━━━ DOCUMENT EXTRACT

Richard Morin: Madder still…

[…]

[W]e do not ask about impeachment because it is not a serious option or a topic of considered discussion –witness the fact that no member of congressional Democratic leadership or any of the serious Democratic presidential candidates in ’08 are calling for Bush’s impeachment. When it is or they are, we will ask about it in our polls.

Jane points to this Media Matters report:

A January 1998 Post poll conducted just days after the first revelations of Clinton’s relationship with Monica Lewinsky asked the following questions:

“If this affair did happen and if Clinton did not resign, is this something for which Clinton should be impeached, or not?”

“There are also allegations that Clinton himself lied by testifying under oath that he did not have an affair with the woman. If Clinton lied in this way, would you want him to remain in office as president, or would you want him to resign the presidency?”

“If Clinton lied by testifying under oath that he did not have an affair with the woman, and he did not resign, is this something for which Clinton should be impeached, or not?”

Morin was the Post’s polling director at the time, and he wrote the January 26, 1998, article reporting the poll results.

I just have to expand on this a little because this is a truly unbelievable example of media bias. In an impeachment story in the Washington Post written the same day as the poll was released, January 26, Ruth Marcus breathlessly reported:

In the whirlwind five days since the story first broke, nothing has been conclusively proven about the truth of the allegations that Clinton had an affair with Lewinsky, urged her to lie about it in an affidavit in the Paula Jones sexual harassment lawsuit, and then lied about it himself under oath when questioned by Jones’s lawyers.

━━━━━━

▸ **PARTS OF THE EXERCISE**:
a – List every person named in the impeachment-polling excerpt above.
b – Reproduce everything in the impeachment-polling excerpt from "[W]e do not" down to "in our polls.".

━━━ EXERCISE DATA

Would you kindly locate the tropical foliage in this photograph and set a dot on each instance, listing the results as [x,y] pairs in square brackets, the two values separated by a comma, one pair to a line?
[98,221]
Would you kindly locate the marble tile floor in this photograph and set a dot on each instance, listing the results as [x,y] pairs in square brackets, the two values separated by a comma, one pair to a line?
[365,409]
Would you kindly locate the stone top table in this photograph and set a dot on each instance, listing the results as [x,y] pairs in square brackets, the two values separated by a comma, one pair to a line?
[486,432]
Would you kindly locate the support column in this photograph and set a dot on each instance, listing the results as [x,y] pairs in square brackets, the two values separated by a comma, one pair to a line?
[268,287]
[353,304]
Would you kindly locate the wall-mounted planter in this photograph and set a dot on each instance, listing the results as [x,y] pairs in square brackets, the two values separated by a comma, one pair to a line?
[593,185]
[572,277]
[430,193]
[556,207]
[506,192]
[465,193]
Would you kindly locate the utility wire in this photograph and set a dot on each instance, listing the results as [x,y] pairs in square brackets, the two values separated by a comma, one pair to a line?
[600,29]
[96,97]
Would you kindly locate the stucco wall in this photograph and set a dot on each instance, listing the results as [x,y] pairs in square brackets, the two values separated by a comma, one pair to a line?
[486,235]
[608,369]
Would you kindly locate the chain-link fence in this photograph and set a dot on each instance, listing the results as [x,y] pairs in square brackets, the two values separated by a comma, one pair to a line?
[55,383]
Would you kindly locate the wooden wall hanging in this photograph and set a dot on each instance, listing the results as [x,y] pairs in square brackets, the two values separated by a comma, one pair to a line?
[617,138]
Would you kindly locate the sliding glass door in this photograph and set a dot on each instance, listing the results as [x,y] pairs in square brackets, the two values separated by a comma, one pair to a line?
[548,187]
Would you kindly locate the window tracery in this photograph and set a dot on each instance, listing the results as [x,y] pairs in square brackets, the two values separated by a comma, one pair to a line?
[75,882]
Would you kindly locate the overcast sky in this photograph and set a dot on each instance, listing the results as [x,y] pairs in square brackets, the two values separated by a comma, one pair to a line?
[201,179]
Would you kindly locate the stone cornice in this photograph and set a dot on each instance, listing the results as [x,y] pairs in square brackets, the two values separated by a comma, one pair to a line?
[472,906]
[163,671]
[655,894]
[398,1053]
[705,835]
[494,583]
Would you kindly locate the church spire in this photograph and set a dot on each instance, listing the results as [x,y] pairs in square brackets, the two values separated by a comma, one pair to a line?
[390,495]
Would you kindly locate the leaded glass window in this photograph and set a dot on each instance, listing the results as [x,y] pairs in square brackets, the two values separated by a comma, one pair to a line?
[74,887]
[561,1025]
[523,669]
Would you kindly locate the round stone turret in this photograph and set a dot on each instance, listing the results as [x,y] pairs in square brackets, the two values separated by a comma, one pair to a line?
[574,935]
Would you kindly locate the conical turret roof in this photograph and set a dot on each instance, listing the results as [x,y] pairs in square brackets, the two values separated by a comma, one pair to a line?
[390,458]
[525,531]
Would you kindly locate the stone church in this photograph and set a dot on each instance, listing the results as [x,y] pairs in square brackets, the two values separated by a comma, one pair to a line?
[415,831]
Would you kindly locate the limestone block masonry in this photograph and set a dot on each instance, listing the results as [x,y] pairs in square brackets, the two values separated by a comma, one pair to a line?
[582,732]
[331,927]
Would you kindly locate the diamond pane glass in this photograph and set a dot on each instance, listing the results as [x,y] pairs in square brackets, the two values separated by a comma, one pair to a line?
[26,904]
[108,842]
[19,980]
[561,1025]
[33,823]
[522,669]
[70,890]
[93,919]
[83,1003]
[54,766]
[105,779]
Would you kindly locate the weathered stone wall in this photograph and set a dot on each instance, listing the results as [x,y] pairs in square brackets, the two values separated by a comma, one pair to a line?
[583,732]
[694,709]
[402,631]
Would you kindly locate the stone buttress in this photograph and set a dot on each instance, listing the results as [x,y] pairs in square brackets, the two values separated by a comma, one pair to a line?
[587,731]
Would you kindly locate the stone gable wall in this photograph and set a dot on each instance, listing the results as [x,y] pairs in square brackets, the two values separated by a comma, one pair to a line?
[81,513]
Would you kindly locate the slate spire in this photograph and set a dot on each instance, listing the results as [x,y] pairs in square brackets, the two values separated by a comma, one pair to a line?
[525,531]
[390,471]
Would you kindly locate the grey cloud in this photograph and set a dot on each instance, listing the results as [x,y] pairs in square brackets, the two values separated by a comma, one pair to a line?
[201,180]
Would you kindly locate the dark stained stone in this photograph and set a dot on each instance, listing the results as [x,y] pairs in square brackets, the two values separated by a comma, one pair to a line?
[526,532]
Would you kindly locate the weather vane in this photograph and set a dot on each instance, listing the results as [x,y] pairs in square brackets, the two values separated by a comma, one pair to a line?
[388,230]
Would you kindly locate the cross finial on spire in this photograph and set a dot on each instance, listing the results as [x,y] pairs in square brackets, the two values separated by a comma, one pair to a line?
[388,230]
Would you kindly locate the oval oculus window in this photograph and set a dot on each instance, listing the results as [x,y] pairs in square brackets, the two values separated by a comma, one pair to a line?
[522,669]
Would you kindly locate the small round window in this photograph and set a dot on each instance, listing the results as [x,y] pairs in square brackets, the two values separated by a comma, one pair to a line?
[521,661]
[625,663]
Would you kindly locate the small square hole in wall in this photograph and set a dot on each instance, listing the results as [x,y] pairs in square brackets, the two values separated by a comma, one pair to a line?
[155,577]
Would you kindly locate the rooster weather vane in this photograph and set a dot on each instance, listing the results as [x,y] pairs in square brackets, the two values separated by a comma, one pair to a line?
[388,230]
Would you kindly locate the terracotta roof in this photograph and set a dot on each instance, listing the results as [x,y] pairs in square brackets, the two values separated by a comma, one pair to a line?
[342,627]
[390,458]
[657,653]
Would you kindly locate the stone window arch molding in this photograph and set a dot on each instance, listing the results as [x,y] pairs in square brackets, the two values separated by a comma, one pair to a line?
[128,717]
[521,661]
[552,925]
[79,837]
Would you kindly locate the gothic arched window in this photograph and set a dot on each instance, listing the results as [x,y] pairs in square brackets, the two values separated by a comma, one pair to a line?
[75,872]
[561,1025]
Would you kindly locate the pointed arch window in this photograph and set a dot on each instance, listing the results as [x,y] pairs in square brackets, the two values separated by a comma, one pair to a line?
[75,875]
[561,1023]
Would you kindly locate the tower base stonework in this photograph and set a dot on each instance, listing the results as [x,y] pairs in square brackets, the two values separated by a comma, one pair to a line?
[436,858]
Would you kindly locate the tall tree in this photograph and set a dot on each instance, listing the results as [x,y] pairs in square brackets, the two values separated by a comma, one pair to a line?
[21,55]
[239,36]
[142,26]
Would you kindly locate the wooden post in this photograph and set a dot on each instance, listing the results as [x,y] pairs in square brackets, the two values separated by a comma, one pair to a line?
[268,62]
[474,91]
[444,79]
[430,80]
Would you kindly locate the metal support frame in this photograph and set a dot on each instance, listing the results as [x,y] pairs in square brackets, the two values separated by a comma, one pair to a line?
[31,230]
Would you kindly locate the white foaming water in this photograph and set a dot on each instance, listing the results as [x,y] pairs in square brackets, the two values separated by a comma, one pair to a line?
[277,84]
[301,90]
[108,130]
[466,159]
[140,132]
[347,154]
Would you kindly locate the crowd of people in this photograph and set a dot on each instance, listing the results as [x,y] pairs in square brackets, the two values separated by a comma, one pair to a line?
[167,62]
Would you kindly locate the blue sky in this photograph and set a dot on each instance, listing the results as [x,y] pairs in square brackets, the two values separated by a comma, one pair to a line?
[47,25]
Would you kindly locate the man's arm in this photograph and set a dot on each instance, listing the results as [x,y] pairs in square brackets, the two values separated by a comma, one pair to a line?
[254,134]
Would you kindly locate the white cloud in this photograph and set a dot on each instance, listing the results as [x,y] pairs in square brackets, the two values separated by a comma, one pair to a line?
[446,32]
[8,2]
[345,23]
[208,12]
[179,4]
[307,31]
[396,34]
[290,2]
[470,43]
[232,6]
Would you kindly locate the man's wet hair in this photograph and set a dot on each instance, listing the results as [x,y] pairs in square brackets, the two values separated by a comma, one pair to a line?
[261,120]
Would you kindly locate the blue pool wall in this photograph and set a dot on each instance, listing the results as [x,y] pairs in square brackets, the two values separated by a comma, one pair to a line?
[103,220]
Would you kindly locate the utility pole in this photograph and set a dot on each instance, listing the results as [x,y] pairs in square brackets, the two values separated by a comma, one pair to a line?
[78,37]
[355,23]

━━━━━━

▸ **TASK-BY-TASK OUTPUTS**:
a – Richard Morin, Bush, Jane, Clinton, Monica Lewinsky, Ruth Marcus, Paula Jones

b –
[W]e do not ask about impeachment because it is not a serious option or a topic of considered discussion –witness the fact that no member of congressional Democratic leadership or any of the serious Democratic presidential candidates in ’08 are calling for Bush’s impeachment. When it is or they are, we will ask about it in our polls.